───── Excerpted text ─────
1) $M$ is called faithful if $rM=(0)$ implies $r=0$ for any $r \in R.$ In other words, $M$ is called faithful if $\text{ann}_RM = \{r \in R : \ rM=(0) \}=(0).$
2) $M$ is called simple if $(0)$ and $M$ are the only left $R$ submodules of $M.$

Faithful and simple right $R$-modules are defined analogously.

Definition. A ring $R$ is called left (resp., right) primitive if there exists a left (resp., right) $R$-module $M$ which is both faithful and simple.

Remark. We will show later that left and right primitivity are not equivalent.  From now on, I will only consider left primitive rings. If a statement is true for left but not for right, I will mention that.

Example 1. If $R$ is a ring and $M$ is a left simple $R$-module, then $R_1=R/\text{ann}_RM$ is a left primitive ring.  This is clear because $M$ would be a faithful simple left $R_1$-module.

Example 2. Every simple ring is left primitive. That’s because we can choose a maximal left ideal $\mathbf{m}$ of $R$ and then $M=R/\mathbf{m}$ would be a faithful simple left $R$-module. The reason that $M$ is faithful is that $\text{ann}_R M$ is a two-sided ideal contained in $\mathbf{m}$ and therefore $\text{ann}_R M = (0),$ because $R$ is simple. One special case of this example is $M_n(D),$ the ring of $n \times n$ matrices with entries from a division ring $D.$ If $V$ is an infinite dimensional vector space over a field $F$, then $\text{End}_F V$ is an example of a left primitive ring which is not simple [see Example 4 and this post].

Example 3. If $R$ is a left primitive ring and $0 \neq e \in R$ an idempotent, then $R_1=eRe$ is left primitive: let $M$ be a faithful simple $R$-module. The claim is that $M_1=eM$ is a faithful simple left $R_1$-module. Note that $M_1 \neq (0)$ because $e \neq 0$ and $M$ is faithful. Clearly $M_1$ is a left $R_1$-module.  To see why it’s faithful, let $r_1 = ere \in R_1$ with $r_1M_1=(0).$ Then $(0)=ere^2M=ereM=r_1M.$ So $r_1=0,$ because $M$ is faithful. To prove that $M_1$ is a simple $R_1$-module let $0 \neq x_1 \in M_1.$ We need to show that $R_1x_1=M_1.$ Well, since $x_1 = ex,$ for some $x \in M,$ we have $ex_1=ex=x_1.$ Thus $R_1x_1=eRex_1=eRx_1=eM=M_1.$

Example 4. Let $D$ be a division ring and let $M$ be a right vector space over $D.$ Then $R=\text{End}_D M$ is a left primitive ring. Here is why: $M$ is a left $R$-module if we define $fx = f(x),$ for all $f \in R$ and $x \in M.$ It is clear that $M$ is faithful as a left $R$-module. To see why it is simple, let $x,y \in M$ with $x \neq 0.$ Let $B=\{x_i: \ i \in I \}$ be a basis for $M$ over $D$ such that $x=x_k \in B,$ for some $k \in I.$ Define $f \in R$ by $f(\sum_{i \in I}x_id_i) = yd_k.$ Then $f(x)=f(x_k)=y.$ So, we’ve proved that $Rx = M,$ which shows that $M$ is a simple $R$-module. If $\dim_D M = n < \infty,$ then $R \cong M_n(D),$ which we already showed its primitivity in Example 2. Note that if $M$ was a “left” vector space over $D$ with $\dim_D M = n < \infty,$ then $R$ would be isomorphic to the ring $M_n(D^{op})$ rather than the ring $M_n(D).$
─────
■ To be done:
Answer these questions about the text on primitive rings:
(a) What must exist for a ring R to be called left primitive?
(b) In Example 2, what ring is named as left primitive but not simple?
(c) In Example 4, if M is a "left" vector space over D of finite dimension n, what ring is R isomorphic to?
───── Provided data ─────
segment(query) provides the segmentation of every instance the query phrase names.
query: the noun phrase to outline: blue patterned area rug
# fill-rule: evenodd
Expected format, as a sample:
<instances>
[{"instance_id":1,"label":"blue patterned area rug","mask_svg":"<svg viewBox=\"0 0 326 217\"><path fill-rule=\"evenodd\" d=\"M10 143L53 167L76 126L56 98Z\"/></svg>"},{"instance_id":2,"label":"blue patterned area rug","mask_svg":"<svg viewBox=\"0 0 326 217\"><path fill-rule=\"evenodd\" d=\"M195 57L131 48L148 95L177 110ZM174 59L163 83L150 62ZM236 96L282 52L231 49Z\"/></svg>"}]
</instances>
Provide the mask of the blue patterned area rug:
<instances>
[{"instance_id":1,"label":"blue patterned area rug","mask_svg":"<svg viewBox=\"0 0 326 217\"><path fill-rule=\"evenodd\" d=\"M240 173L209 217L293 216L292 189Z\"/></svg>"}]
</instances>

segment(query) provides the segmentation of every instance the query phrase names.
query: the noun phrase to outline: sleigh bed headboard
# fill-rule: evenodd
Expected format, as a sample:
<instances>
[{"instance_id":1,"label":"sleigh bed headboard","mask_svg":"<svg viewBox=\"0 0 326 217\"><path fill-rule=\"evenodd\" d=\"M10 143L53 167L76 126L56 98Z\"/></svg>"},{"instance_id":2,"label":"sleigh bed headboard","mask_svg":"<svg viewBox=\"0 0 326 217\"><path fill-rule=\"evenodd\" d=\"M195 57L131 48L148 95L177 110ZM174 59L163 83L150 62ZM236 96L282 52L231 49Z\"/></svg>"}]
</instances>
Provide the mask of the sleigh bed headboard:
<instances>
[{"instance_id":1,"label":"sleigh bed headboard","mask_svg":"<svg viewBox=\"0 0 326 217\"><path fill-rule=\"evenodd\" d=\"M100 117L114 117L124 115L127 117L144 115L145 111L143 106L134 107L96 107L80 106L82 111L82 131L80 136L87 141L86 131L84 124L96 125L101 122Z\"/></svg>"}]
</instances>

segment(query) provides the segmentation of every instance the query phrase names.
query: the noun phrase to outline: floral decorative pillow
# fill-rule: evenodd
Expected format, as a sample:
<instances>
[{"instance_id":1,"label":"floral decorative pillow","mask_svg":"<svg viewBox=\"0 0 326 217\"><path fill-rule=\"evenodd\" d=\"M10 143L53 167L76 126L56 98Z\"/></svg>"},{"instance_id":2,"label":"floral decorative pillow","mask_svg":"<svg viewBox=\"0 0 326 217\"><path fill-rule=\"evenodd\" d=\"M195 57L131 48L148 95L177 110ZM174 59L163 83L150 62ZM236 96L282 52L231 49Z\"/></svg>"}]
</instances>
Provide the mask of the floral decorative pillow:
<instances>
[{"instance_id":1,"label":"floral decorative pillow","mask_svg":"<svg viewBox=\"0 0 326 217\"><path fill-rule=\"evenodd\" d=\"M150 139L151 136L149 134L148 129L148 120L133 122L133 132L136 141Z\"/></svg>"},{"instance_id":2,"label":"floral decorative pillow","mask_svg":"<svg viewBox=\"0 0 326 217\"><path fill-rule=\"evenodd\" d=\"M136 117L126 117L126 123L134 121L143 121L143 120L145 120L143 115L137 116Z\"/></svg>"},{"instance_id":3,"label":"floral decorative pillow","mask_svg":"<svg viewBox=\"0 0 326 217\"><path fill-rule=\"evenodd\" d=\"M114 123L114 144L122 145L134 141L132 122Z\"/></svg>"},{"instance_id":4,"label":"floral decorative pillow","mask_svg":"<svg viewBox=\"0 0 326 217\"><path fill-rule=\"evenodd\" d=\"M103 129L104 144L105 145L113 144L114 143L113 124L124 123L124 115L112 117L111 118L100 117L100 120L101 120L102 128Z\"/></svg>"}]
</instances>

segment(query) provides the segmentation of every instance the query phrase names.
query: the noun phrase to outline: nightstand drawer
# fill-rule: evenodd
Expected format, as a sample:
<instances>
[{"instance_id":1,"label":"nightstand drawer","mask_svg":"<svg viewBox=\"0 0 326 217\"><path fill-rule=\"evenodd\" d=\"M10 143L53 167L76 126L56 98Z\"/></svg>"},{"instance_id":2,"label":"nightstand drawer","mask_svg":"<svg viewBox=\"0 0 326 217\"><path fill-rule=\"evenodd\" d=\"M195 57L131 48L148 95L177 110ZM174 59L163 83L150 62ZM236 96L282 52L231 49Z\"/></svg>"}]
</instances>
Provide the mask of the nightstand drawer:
─────
───── Provided data ─────
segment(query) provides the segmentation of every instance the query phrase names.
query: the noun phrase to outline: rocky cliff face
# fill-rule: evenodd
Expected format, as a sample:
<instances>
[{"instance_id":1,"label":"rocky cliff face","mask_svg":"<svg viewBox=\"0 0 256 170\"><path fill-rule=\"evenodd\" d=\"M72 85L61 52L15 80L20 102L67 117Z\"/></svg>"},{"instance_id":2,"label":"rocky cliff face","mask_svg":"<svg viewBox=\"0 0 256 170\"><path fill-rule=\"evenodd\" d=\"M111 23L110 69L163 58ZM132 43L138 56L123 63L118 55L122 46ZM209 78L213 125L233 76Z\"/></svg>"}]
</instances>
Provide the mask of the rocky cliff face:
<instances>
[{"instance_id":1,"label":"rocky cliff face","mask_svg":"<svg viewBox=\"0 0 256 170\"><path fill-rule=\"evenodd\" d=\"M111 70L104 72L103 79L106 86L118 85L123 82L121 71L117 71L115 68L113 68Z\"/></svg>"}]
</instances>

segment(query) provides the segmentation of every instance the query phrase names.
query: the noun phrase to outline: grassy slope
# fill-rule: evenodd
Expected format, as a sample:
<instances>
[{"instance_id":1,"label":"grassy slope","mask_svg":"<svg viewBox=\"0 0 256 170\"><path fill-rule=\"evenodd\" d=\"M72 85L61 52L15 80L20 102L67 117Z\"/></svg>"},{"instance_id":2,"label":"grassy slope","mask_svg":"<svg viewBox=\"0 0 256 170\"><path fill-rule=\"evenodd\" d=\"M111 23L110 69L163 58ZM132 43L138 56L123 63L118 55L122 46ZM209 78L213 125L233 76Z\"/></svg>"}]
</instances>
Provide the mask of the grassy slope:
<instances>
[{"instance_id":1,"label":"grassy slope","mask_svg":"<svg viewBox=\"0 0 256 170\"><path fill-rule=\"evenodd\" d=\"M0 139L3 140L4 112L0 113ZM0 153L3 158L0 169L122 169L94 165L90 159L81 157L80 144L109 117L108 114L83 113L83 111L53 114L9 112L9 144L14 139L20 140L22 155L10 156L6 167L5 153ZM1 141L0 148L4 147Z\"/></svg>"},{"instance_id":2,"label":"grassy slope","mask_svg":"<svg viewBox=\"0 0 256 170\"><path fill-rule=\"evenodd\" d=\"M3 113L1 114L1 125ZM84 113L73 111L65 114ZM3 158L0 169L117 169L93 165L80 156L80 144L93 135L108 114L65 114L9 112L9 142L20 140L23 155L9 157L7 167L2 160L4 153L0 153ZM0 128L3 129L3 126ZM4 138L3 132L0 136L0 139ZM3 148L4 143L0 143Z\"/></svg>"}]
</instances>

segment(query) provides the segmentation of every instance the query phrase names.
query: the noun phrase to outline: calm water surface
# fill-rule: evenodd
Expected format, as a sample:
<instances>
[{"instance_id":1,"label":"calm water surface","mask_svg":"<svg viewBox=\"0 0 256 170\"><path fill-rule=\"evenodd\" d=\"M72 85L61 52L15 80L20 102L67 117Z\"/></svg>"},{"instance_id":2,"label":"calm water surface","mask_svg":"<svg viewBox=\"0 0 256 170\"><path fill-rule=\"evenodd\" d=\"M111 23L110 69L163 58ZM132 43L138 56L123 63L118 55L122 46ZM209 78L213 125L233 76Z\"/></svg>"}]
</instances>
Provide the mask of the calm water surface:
─────
───── Provided data ─────
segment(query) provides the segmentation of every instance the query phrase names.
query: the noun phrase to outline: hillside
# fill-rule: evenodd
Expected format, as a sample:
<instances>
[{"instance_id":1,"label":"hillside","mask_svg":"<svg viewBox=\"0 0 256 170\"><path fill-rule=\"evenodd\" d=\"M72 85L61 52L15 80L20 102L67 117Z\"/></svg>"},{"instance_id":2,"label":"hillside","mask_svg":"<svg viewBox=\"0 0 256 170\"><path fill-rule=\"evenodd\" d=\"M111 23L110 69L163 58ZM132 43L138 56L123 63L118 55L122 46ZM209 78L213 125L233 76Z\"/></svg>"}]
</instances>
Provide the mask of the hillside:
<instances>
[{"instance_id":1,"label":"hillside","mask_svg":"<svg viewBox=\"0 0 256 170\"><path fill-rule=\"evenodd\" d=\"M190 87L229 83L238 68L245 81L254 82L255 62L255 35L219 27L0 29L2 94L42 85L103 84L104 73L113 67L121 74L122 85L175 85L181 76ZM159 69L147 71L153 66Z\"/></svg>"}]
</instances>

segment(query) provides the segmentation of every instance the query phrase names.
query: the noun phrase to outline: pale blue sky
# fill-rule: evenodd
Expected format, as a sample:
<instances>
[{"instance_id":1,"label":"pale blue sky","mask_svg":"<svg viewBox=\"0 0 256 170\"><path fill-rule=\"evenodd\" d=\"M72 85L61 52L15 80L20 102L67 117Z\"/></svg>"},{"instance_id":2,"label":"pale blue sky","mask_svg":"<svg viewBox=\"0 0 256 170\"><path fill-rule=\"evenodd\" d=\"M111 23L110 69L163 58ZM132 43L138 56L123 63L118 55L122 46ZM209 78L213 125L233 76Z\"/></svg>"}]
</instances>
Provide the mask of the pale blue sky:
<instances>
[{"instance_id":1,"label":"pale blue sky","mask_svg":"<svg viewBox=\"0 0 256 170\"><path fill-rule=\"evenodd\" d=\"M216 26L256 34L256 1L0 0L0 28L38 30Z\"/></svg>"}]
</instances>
─────
■ Complete answer:
(a) A left R-module M that is both faithful and simple.
(b) End_F V, where V is an infinite dimensional vector space over a field F.
(c) The ring M_n(D^op), not M_n(D).